WHAT TO WORK ON =
For every record that follows, write out the text exactly and omit the picture, if one is present.

(Photo-based referring expression data)
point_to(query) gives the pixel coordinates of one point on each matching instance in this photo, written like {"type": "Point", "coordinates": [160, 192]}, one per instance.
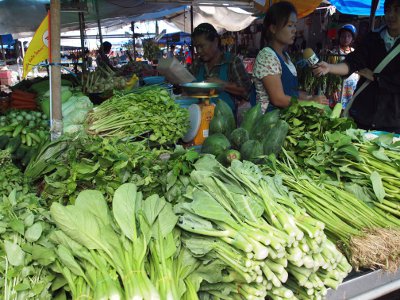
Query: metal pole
{"type": "Point", "coordinates": [2, 48]}
{"type": "Point", "coordinates": [98, 22]}
{"type": "Point", "coordinates": [191, 32]}
{"type": "Point", "coordinates": [56, 124]}
{"type": "Point", "coordinates": [82, 32]}
{"type": "Point", "coordinates": [374, 7]}
{"type": "Point", "coordinates": [134, 40]}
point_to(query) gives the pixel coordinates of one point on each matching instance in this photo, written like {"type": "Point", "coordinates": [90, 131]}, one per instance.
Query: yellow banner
{"type": "Point", "coordinates": [303, 7]}
{"type": "Point", "coordinates": [38, 49]}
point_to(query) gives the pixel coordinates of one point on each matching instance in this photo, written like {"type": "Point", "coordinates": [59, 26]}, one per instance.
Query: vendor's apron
{"type": "Point", "coordinates": [290, 82]}
{"type": "Point", "coordinates": [223, 75]}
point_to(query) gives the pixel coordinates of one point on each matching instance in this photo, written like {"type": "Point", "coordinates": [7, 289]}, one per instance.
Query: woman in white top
{"type": "Point", "coordinates": [275, 76]}
{"type": "Point", "coordinates": [346, 38]}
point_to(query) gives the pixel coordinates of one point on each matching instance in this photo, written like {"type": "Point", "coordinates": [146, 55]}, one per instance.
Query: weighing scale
{"type": "Point", "coordinates": [200, 115]}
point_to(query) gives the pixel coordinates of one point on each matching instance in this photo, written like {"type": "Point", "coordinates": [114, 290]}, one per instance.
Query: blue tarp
{"type": "Point", "coordinates": [158, 15]}
{"type": "Point", "coordinates": [357, 7]}
{"type": "Point", "coordinates": [177, 38]}
{"type": "Point", "coordinates": [7, 39]}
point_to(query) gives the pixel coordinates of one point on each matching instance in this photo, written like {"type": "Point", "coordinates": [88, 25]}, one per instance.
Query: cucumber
{"type": "Point", "coordinates": [18, 130]}
{"type": "Point", "coordinates": [4, 141]}
{"type": "Point", "coordinates": [251, 151]}
{"type": "Point", "coordinates": [251, 116]}
{"type": "Point", "coordinates": [337, 110]}
{"type": "Point", "coordinates": [264, 124]}
{"type": "Point", "coordinates": [238, 137]}
{"type": "Point", "coordinates": [28, 156]}
{"type": "Point", "coordinates": [275, 138]}
{"type": "Point", "coordinates": [223, 109]}
{"type": "Point", "coordinates": [13, 144]}
{"type": "Point", "coordinates": [21, 151]}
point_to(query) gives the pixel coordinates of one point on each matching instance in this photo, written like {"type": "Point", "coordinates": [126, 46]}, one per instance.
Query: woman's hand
{"type": "Point", "coordinates": [322, 68]}
{"type": "Point", "coordinates": [321, 99]}
{"type": "Point", "coordinates": [216, 80]}
{"type": "Point", "coordinates": [367, 73]}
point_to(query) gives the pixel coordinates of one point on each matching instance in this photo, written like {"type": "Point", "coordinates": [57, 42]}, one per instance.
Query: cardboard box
{"type": "Point", "coordinates": [174, 72]}
{"type": "Point", "coordinates": [5, 74]}
{"type": "Point", "coordinates": [5, 81]}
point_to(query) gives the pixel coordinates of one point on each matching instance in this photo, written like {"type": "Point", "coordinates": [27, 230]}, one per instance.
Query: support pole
{"type": "Point", "coordinates": [98, 22]}
{"type": "Point", "coordinates": [134, 40]}
{"type": "Point", "coordinates": [82, 33]}
{"type": "Point", "coordinates": [56, 124]}
{"type": "Point", "coordinates": [191, 32]}
{"type": "Point", "coordinates": [374, 7]}
{"type": "Point", "coordinates": [2, 48]}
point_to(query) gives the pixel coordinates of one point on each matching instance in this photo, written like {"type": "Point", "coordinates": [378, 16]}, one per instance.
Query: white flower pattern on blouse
{"type": "Point", "coordinates": [267, 63]}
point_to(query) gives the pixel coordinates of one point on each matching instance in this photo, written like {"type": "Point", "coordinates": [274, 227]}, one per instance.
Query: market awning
{"type": "Point", "coordinates": [22, 17]}
{"type": "Point", "coordinates": [357, 7]}
{"type": "Point", "coordinates": [304, 8]}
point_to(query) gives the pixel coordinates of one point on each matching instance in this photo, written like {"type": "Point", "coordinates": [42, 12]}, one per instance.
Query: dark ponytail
{"type": "Point", "coordinates": [278, 14]}
{"type": "Point", "coordinates": [208, 31]}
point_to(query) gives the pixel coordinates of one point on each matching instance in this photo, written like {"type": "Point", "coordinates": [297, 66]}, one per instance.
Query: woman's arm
{"type": "Point", "coordinates": [231, 87]}
{"type": "Point", "coordinates": [324, 68]}
{"type": "Point", "coordinates": [303, 96]}
{"type": "Point", "coordinates": [274, 88]}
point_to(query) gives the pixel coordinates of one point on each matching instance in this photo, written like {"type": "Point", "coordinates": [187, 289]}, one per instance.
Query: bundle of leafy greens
{"type": "Point", "coordinates": [151, 113]}
{"type": "Point", "coordinates": [11, 176]}
{"type": "Point", "coordinates": [70, 166]}
{"type": "Point", "coordinates": [308, 121]}
{"type": "Point", "coordinates": [24, 226]}
{"type": "Point", "coordinates": [248, 227]}
{"type": "Point", "coordinates": [370, 169]}
{"type": "Point", "coordinates": [131, 252]}
{"type": "Point", "coordinates": [349, 213]}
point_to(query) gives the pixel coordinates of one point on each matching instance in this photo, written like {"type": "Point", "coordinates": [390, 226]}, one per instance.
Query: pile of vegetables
{"type": "Point", "coordinates": [74, 105]}
{"type": "Point", "coordinates": [128, 253]}
{"type": "Point", "coordinates": [24, 225]}
{"type": "Point", "coordinates": [21, 133]}
{"type": "Point", "coordinates": [23, 100]}
{"type": "Point", "coordinates": [259, 134]}
{"type": "Point", "coordinates": [308, 121]}
{"type": "Point", "coordinates": [247, 230]}
{"type": "Point", "coordinates": [148, 113]}
{"type": "Point", "coordinates": [102, 80]}
{"type": "Point", "coordinates": [70, 166]}
{"type": "Point", "coordinates": [349, 216]}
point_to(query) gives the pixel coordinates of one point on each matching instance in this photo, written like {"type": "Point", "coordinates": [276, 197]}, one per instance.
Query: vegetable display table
{"type": "Point", "coordinates": [366, 285]}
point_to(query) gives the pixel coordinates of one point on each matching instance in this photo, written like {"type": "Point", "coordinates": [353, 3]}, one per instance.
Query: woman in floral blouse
{"type": "Point", "coordinates": [275, 76]}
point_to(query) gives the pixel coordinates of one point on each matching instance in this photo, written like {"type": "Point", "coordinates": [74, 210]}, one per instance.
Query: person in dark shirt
{"type": "Point", "coordinates": [102, 57]}
{"type": "Point", "coordinates": [377, 107]}
{"type": "Point", "coordinates": [212, 64]}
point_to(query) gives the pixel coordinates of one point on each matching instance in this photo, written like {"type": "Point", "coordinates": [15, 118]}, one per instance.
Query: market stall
{"type": "Point", "coordinates": [284, 205]}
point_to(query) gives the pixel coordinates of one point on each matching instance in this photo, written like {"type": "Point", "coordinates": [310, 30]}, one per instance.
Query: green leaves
{"type": "Point", "coordinates": [123, 206]}
{"type": "Point", "coordinates": [14, 253]}
{"type": "Point", "coordinates": [377, 185]}
{"type": "Point", "coordinates": [34, 232]}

RESULT OF THIS EXERCISE =
point_to(query) gives the pixel coordinates of one point on each matching instance in this photo, written like {"type": "Point", "coordinates": [160, 192]}, one per instance.
Query: metal pole
{"type": "Point", "coordinates": [2, 48]}
{"type": "Point", "coordinates": [98, 22]}
{"type": "Point", "coordinates": [191, 32]}
{"type": "Point", "coordinates": [56, 124]}
{"type": "Point", "coordinates": [82, 32]}
{"type": "Point", "coordinates": [374, 7]}
{"type": "Point", "coordinates": [134, 40]}
point_to(query) gives the pixel coordinates of one point on each matching instance in this photo, written like {"type": "Point", "coordinates": [90, 131]}, one per instance.
Query: yellow banner
{"type": "Point", "coordinates": [303, 7]}
{"type": "Point", "coordinates": [38, 49]}
point_to(query) gives the pixel coordinates of one point on each matching instance in this photo, written like {"type": "Point", "coordinates": [59, 26]}, one per instance.
Query: vendor's apron
{"type": "Point", "coordinates": [290, 82]}
{"type": "Point", "coordinates": [223, 75]}
point_to(query) gives the pixel coordinates of one point on each matching instance in this photo, written like {"type": "Point", "coordinates": [7, 289]}, one per instance.
Query: woman in white top
{"type": "Point", "coordinates": [275, 76]}
{"type": "Point", "coordinates": [346, 38]}
point_to(query) gives the pixel coordinates of one point on each matching instance in this photo, written like {"type": "Point", "coordinates": [146, 55]}, one per instance.
Query: weighing scale
{"type": "Point", "coordinates": [200, 115]}
point_to(query) gives the pixel coordinates of one point on each matching instance in this photo, written like {"type": "Point", "coordinates": [114, 290]}, one per instance.
Query: blue tarp
{"type": "Point", "coordinates": [158, 15]}
{"type": "Point", "coordinates": [357, 7]}
{"type": "Point", "coordinates": [177, 38]}
{"type": "Point", "coordinates": [7, 39]}
point_to(query) gives the pixel coordinates of one point on each matching instance in this photo, written like {"type": "Point", "coordinates": [88, 25]}, one per instance.
Query: cucumber
{"type": "Point", "coordinates": [18, 130]}
{"type": "Point", "coordinates": [4, 141]}
{"type": "Point", "coordinates": [251, 151]}
{"type": "Point", "coordinates": [251, 116]}
{"type": "Point", "coordinates": [337, 110]}
{"type": "Point", "coordinates": [264, 124]}
{"type": "Point", "coordinates": [238, 137]}
{"type": "Point", "coordinates": [28, 156]}
{"type": "Point", "coordinates": [275, 138]}
{"type": "Point", "coordinates": [223, 109]}
{"type": "Point", "coordinates": [13, 144]}
{"type": "Point", "coordinates": [21, 151]}
point_to(query) gives the pixel coordinates of one point on each matching instance in this photo, written like {"type": "Point", "coordinates": [126, 46]}, one per instance.
Query: woman's hand
{"type": "Point", "coordinates": [322, 68]}
{"type": "Point", "coordinates": [321, 99]}
{"type": "Point", "coordinates": [216, 80]}
{"type": "Point", "coordinates": [367, 73]}
point_to(query) gives the pixel coordinates of one point on each matching instance in this photo, written like {"type": "Point", "coordinates": [57, 42]}, one per instance.
Query: cardboard box
{"type": "Point", "coordinates": [174, 72]}
{"type": "Point", "coordinates": [5, 74]}
{"type": "Point", "coordinates": [5, 81]}
point_to(query) gives the pixel coordinates of one point on each matching instance in this photo, written like {"type": "Point", "coordinates": [27, 230]}, one per instance.
Query: support pole
{"type": "Point", "coordinates": [98, 22]}
{"type": "Point", "coordinates": [134, 40]}
{"type": "Point", "coordinates": [82, 33]}
{"type": "Point", "coordinates": [56, 124]}
{"type": "Point", "coordinates": [191, 32]}
{"type": "Point", "coordinates": [374, 7]}
{"type": "Point", "coordinates": [2, 48]}
point_to(query) gives the pixel coordinates of one point on each matching instance in this photo, written like {"type": "Point", "coordinates": [378, 16]}, one per instance.
Query: white flower pattern on blouse
{"type": "Point", "coordinates": [267, 63]}
point_to(query) gives the pixel coordinates of one point on each matching instance in this photo, written like {"type": "Point", "coordinates": [274, 227]}, one per instance.
Query: market awning
{"type": "Point", "coordinates": [22, 17]}
{"type": "Point", "coordinates": [357, 7]}
{"type": "Point", "coordinates": [304, 8]}
point_to(query) gives the pixel coordinates of one point on each matching instance in this photo, written like {"type": "Point", "coordinates": [42, 12]}, one per instance.
Query: dark ponytail
{"type": "Point", "coordinates": [278, 14]}
{"type": "Point", "coordinates": [208, 31]}
point_to(query) gives the pixel coordinates of one point on each matching instance in this photo, written like {"type": "Point", "coordinates": [297, 66]}, one per instance.
Query: woman's arm
{"type": "Point", "coordinates": [231, 87]}
{"type": "Point", "coordinates": [324, 68]}
{"type": "Point", "coordinates": [303, 96]}
{"type": "Point", "coordinates": [274, 88]}
point_to(query) gives the pixel coordinates of one point on each matching instance in this photo, written like {"type": "Point", "coordinates": [187, 289]}, one per instance.
Query: bundle of leafy greens
{"type": "Point", "coordinates": [151, 113]}
{"type": "Point", "coordinates": [11, 176]}
{"type": "Point", "coordinates": [70, 166]}
{"type": "Point", "coordinates": [308, 121]}
{"type": "Point", "coordinates": [24, 226]}
{"type": "Point", "coordinates": [248, 227]}
{"type": "Point", "coordinates": [370, 169]}
{"type": "Point", "coordinates": [131, 252]}
{"type": "Point", "coordinates": [349, 213]}
point_to(query) gives the pixel coordinates of one point on each matching instance in this photo, written like {"type": "Point", "coordinates": [390, 226]}, one per instance.
Query: pile of vegetables
{"type": "Point", "coordinates": [74, 105]}
{"type": "Point", "coordinates": [128, 253]}
{"type": "Point", "coordinates": [24, 225]}
{"type": "Point", "coordinates": [21, 133]}
{"type": "Point", "coordinates": [23, 100]}
{"type": "Point", "coordinates": [259, 134]}
{"type": "Point", "coordinates": [308, 121]}
{"type": "Point", "coordinates": [247, 230]}
{"type": "Point", "coordinates": [148, 113]}
{"type": "Point", "coordinates": [102, 80]}
{"type": "Point", "coordinates": [70, 166]}
{"type": "Point", "coordinates": [349, 216]}
point_to(query) gives the pixel coordinates of one point on each matching instance in this photo, written like {"type": "Point", "coordinates": [276, 197]}, one per instance.
Query: vegetable display table
{"type": "Point", "coordinates": [366, 285]}
point_to(query) gives the pixel coordinates of one point on each matching instance in this photo, written like {"type": "Point", "coordinates": [353, 3]}, one per instance.
Query: woman in floral blouse
{"type": "Point", "coordinates": [275, 76]}
point_to(query) gives the pixel coordinates of one point on each matching instance in this photo, written like {"type": "Point", "coordinates": [74, 210]}, one per instance.
Query: person in dark shirt
{"type": "Point", "coordinates": [102, 57]}
{"type": "Point", "coordinates": [377, 107]}
{"type": "Point", "coordinates": [212, 64]}
point_to(query) gives the pixel coordinates of one point on each matching instance in this photo, written like {"type": "Point", "coordinates": [15, 118]}, one per instance.
Query: market stall
{"type": "Point", "coordinates": [284, 205]}
point_to(query) gives the pixel coordinates of one point on each matching instance in this photo, written like {"type": "Point", "coordinates": [310, 30]}, one per instance.
Query: green leaves
{"type": "Point", "coordinates": [123, 206]}
{"type": "Point", "coordinates": [14, 253]}
{"type": "Point", "coordinates": [377, 185]}
{"type": "Point", "coordinates": [34, 232]}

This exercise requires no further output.